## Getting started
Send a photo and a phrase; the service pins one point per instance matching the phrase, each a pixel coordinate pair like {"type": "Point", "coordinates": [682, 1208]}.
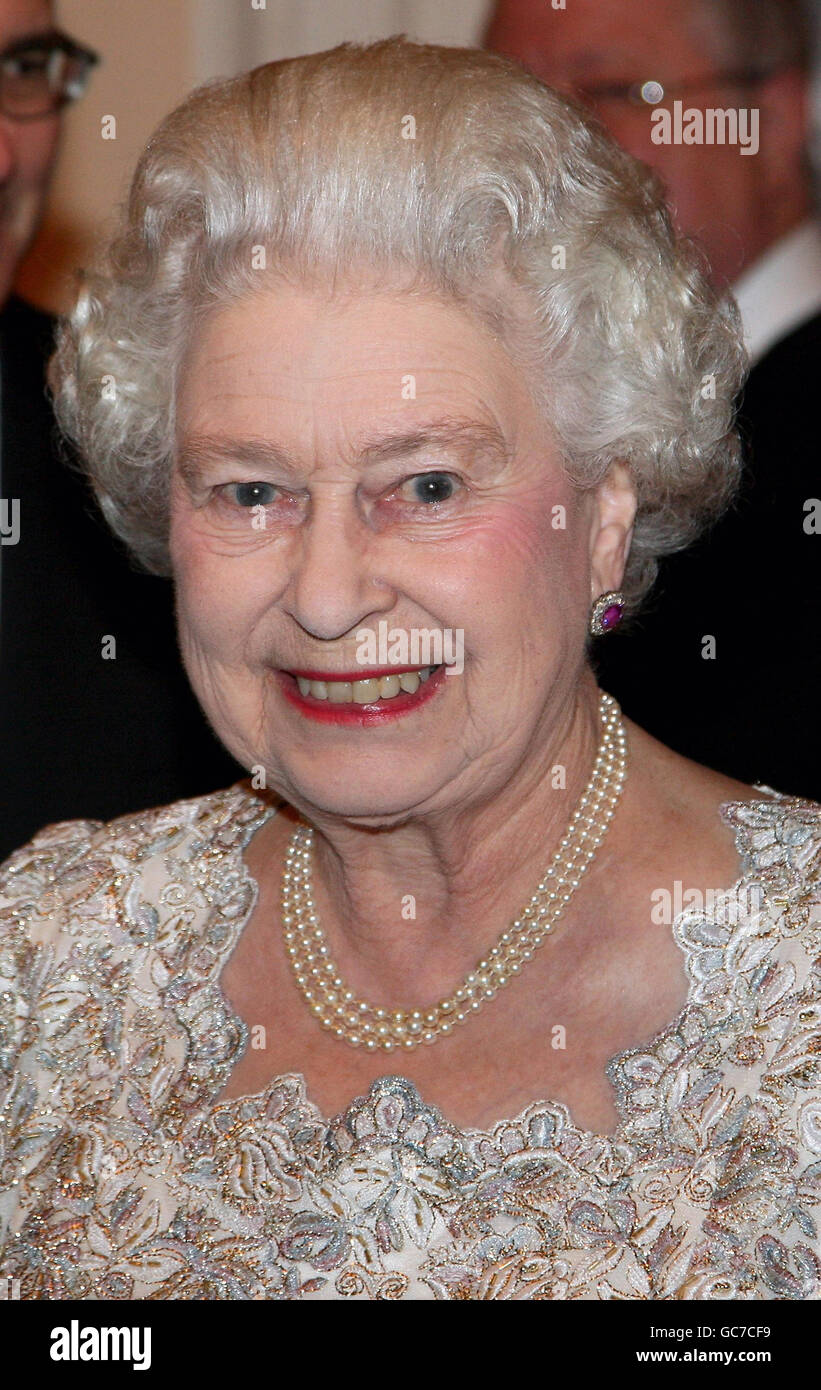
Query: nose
{"type": "Point", "coordinates": [335, 581]}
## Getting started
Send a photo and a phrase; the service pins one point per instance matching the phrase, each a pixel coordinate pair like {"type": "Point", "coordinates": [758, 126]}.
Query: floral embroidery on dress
{"type": "Point", "coordinates": [121, 1176]}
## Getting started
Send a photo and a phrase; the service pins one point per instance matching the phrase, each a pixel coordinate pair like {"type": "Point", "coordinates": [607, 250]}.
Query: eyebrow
{"type": "Point", "coordinates": [484, 441]}
{"type": "Point", "coordinates": [34, 39]}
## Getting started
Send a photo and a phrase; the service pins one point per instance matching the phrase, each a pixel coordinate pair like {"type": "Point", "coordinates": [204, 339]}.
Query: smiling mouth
{"type": "Point", "coordinates": [364, 690]}
{"type": "Point", "coordinates": [368, 698]}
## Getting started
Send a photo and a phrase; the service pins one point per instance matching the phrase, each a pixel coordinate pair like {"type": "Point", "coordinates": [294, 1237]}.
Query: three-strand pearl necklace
{"type": "Point", "coordinates": [364, 1025]}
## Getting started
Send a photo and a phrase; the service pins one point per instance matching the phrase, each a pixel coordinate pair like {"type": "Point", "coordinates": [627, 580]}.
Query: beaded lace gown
{"type": "Point", "coordinates": [122, 1178]}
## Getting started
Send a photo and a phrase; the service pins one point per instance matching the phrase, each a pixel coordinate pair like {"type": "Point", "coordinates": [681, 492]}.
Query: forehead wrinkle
{"type": "Point", "coordinates": [197, 451]}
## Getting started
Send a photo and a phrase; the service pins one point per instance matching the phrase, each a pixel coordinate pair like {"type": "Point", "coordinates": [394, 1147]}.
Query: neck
{"type": "Point", "coordinates": [407, 909]}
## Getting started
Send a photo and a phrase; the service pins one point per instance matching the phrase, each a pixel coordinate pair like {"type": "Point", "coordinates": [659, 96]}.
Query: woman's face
{"type": "Point", "coordinates": [374, 463]}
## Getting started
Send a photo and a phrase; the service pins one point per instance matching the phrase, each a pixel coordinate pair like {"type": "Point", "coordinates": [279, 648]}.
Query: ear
{"type": "Point", "coordinates": [611, 528]}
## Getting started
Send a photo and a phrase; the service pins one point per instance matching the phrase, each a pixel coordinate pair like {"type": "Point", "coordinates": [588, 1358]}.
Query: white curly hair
{"type": "Point", "coordinates": [628, 350]}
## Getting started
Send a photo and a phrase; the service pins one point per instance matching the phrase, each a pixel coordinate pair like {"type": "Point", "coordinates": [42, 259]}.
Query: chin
{"type": "Point", "coordinates": [379, 791]}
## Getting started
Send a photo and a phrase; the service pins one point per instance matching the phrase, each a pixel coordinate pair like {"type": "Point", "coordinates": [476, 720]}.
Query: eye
{"type": "Point", "coordinates": [429, 487]}
{"type": "Point", "coordinates": [252, 494]}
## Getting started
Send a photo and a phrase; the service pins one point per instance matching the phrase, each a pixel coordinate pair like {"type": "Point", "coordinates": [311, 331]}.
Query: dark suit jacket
{"type": "Point", "coordinates": [81, 736]}
{"type": "Point", "coordinates": [753, 585]}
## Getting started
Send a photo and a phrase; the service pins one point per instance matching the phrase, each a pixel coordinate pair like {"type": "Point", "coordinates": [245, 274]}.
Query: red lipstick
{"type": "Point", "coordinates": [359, 716]}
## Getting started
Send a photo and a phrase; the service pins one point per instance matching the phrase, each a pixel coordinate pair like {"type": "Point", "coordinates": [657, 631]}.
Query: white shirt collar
{"type": "Point", "coordinates": [781, 289]}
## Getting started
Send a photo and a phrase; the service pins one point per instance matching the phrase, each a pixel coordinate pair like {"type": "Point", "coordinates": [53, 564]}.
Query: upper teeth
{"type": "Point", "coordinates": [367, 691]}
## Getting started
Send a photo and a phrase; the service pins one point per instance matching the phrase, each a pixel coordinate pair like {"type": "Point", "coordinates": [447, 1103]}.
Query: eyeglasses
{"type": "Point", "coordinates": [40, 74]}
{"type": "Point", "coordinates": [652, 93]}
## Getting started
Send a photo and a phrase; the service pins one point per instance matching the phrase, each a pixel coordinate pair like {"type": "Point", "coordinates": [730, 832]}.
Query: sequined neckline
{"type": "Point", "coordinates": [563, 1125]}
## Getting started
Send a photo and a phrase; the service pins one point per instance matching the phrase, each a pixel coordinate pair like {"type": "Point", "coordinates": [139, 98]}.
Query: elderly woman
{"type": "Point", "coordinates": [473, 990]}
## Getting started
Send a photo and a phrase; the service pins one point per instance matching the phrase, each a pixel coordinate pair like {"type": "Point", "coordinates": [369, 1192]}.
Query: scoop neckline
{"type": "Point", "coordinates": [471, 1134]}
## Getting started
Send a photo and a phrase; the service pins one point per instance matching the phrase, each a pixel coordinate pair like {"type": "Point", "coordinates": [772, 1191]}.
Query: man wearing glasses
{"type": "Point", "coordinates": [746, 702]}
{"type": "Point", "coordinates": [65, 588]}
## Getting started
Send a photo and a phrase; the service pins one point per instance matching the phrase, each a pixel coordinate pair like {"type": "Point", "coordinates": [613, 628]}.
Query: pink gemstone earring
{"type": "Point", "coordinates": [607, 612]}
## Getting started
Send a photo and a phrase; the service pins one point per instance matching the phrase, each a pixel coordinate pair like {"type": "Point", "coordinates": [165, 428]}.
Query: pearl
{"type": "Point", "coordinates": [338, 1008]}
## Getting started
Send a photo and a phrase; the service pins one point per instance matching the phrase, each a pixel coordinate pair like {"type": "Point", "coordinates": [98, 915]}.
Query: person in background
{"type": "Point", "coordinates": [723, 665]}
{"type": "Point", "coordinates": [86, 642]}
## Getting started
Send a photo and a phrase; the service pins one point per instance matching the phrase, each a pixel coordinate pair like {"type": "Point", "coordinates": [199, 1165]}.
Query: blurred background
{"type": "Point", "coordinates": [156, 50]}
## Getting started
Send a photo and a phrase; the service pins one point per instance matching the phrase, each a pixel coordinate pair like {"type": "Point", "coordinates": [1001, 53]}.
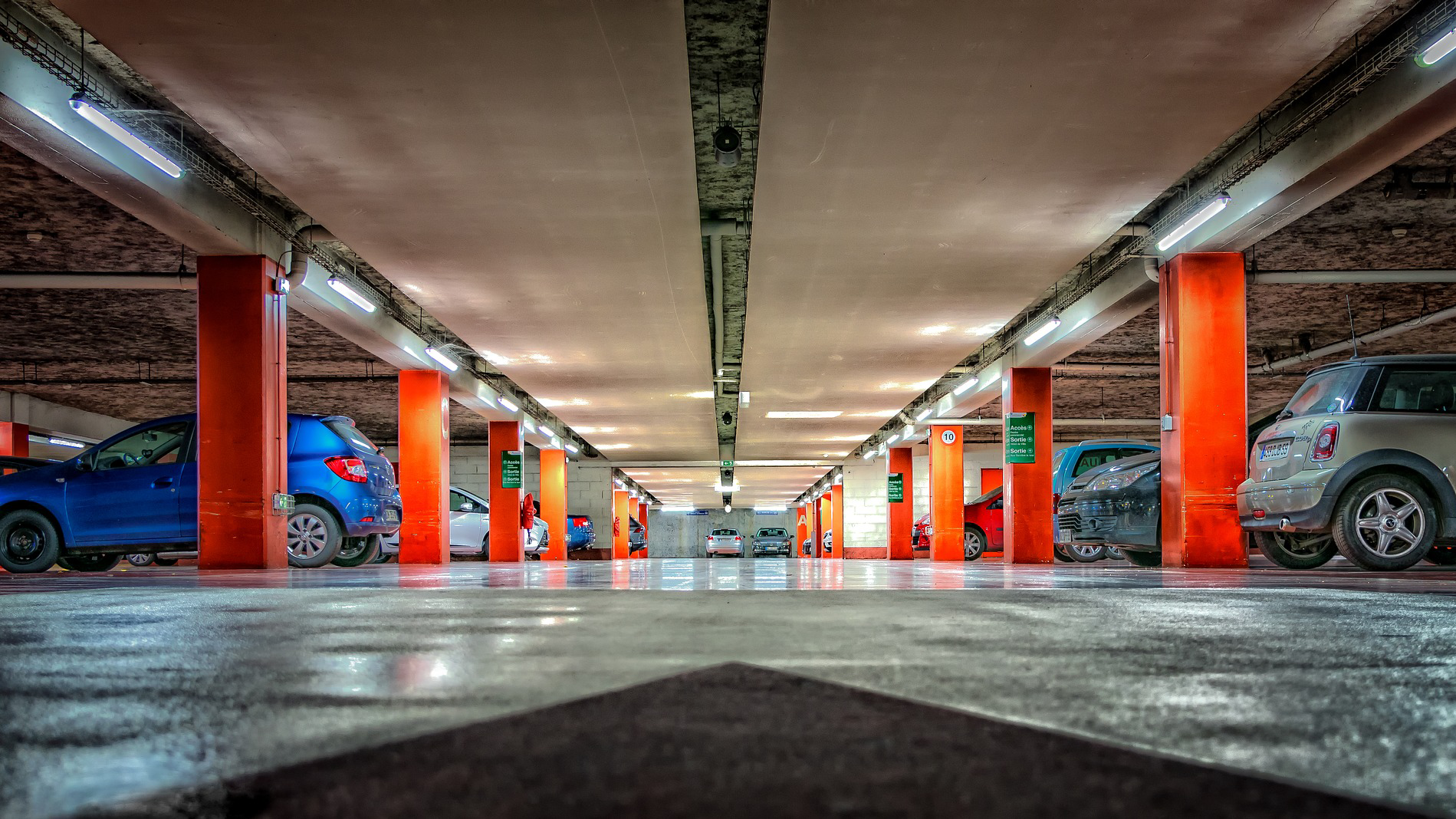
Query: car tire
{"type": "Point", "coordinates": [314, 537]}
{"type": "Point", "coordinates": [1302, 550]}
{"type": "Point", "coordinates": [1086, 554]}
{"type": "Point", "coordinates": [1385, 524]}
{"type": "Point", "coordinates": [357, 551]}
{"type": "Point", "coordinates": [1441, 555]}
{"type": "Point", "coordinates": [975, 541]}
{"type": "Point", "coordinates": [1146, 560]}
{"type": "Point", "coordinates": [92, 563]}
{"type": "Point", "coordinates": [29, 542]}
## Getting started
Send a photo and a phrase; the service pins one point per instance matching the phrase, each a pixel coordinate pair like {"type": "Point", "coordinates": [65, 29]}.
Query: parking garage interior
{"type": "Point", "coordinates": [692, 407]}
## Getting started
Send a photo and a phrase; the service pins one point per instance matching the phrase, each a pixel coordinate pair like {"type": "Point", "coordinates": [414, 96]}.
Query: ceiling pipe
{"type": "Point", "coordinates": [1352, 276]}
{"type": "Point", "coordinates": [1346, 344]}
{"type": "Point", "coordinates": [69, 280]}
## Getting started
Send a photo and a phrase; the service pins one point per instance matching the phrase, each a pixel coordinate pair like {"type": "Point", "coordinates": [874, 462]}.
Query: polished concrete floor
{"type": "Point", "coordinates": [123, 684]}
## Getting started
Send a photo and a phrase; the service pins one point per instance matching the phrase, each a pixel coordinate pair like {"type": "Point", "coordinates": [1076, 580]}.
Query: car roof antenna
{"type": "Point", "coordinates": [1355, 340]}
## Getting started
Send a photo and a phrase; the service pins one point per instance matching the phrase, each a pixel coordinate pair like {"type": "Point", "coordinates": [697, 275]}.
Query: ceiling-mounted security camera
{"type": "Point", "coordinates": [727, 145]}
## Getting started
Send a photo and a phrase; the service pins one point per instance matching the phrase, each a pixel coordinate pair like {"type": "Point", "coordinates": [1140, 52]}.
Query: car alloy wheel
{"type": "Point", "coordinates": [1385, 524]}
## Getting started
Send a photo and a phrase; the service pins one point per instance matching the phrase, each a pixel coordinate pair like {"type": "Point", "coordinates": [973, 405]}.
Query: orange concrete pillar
{"type": "Point", "coordinates": [424, 467]}
{"type": "Point", "coordinates": [643, 521]}
{"type": "Point", "coordinates": [507, 492]}
{"type": "Point", "coordinates": [803, 528]}
{"type": "Point", "coordinates": [900, 477]}
{"type": "Point", "coordinates": [947, 493]}
{"type": "Point", "coordinates": [1027, 464]}
{"type": "Point", "coordinates": [620, 511]}
{"type": "Point", "coordinates": [242, 401]}
{"type": "Point", "coordinates": [836, 519]}
{"type": "Point", "coordinates": [1205, 386]}
{"type": "Point", "coordinates": [15, 439]}
{"type": "Point", "coordinates": [554, 502]}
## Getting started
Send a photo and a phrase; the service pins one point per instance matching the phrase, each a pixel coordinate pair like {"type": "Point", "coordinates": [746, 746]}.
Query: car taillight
{"type": "Point", "coordinates": [348, 468]}
{"type": "Point", "coordinates": [1326, 442]}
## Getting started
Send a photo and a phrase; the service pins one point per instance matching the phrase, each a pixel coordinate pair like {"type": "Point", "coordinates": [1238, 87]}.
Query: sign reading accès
{"type": "Point", "coordinates": [511, 469]}
{"type": "Point", "coordinates": [1021, 438]}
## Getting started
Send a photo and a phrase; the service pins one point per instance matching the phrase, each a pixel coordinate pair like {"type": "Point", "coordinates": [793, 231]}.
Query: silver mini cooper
{"type": "Point", "coordinates": [1362, 461]}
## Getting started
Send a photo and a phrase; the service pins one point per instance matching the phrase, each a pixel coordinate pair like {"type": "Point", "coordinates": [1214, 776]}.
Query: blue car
{"type": "Point", "coordinates": [136, 493]}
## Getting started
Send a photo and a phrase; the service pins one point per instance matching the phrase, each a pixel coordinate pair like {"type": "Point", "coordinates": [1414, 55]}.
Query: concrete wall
{"type": "Point", "coordinates": [676, 534]}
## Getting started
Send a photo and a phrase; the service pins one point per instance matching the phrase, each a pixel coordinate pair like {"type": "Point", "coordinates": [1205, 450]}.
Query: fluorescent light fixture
{"type": "Point", "coordinates": [1438, 50]}
{"type": "Point", "coordinates": [343, 289]}
{"type": "Point", "coordinates": [445, 360]}
{"type": "Point", "coordinates": [121, 134]}
{"type": "Point", "coordinates": [965, 385]}
{"type": "Point", "coordinates": [1041, 331]}
{"type": "Point", "coordinates": [1205, 215]}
__________________________________________________
REQUEST:
Collect each line of the data that contains the string "woman". Case counts.

SOLUTION:
Query: woman's face
Query: elderly woman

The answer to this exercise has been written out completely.